Task to complete:
Rewrite the stretch of the listing below that opens with the line containing "of the building" and runs through the end of the listing as a numbered list, omitting any blank lines.

Data extract:
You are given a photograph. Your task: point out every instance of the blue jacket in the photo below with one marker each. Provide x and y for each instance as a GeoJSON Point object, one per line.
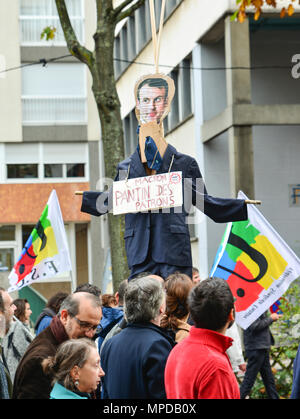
{"type": "Point", "coordinates": [296, 377]}
{"type": "Point", "coordinates": [258, 334]}
{"type": "Point", "coordinates": [110, 317]}
{"type": "Point", "coordinates": [60, 392]}
{"type": "Point", "coordinates": [134, 362]}
{"type": "Point", "coordinates": [146, 231]}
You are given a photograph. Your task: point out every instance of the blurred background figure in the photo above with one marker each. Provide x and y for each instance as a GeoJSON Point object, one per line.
{"type": "Point", "coordinates": [23, 311]}
{"type": "Point", "coordinates": [196, 277]}
{"type": "Point", "coordinates": [76, 369]}
{"type": "Point", "coordinates": [51, 309]}
{"type": "Point", "coordinates": [177, 288]}
{"type": "Point", "coordinates": [111, 315]}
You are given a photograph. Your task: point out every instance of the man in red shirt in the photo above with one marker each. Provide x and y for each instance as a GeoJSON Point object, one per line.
{"type": "Point", "coordinates": [198, 366]}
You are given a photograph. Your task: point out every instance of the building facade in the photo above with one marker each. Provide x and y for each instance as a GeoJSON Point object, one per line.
{"type": "Point", "coordinates": [236, 108]}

Result:
1. You are given a photograph. Your task: point out every instance of the building facade in the photo above with one marker each. Provide x and y for each instance as a GeoJSON Point object, one per line.
2. {"type": "Point", "coordinates": [236, 108]}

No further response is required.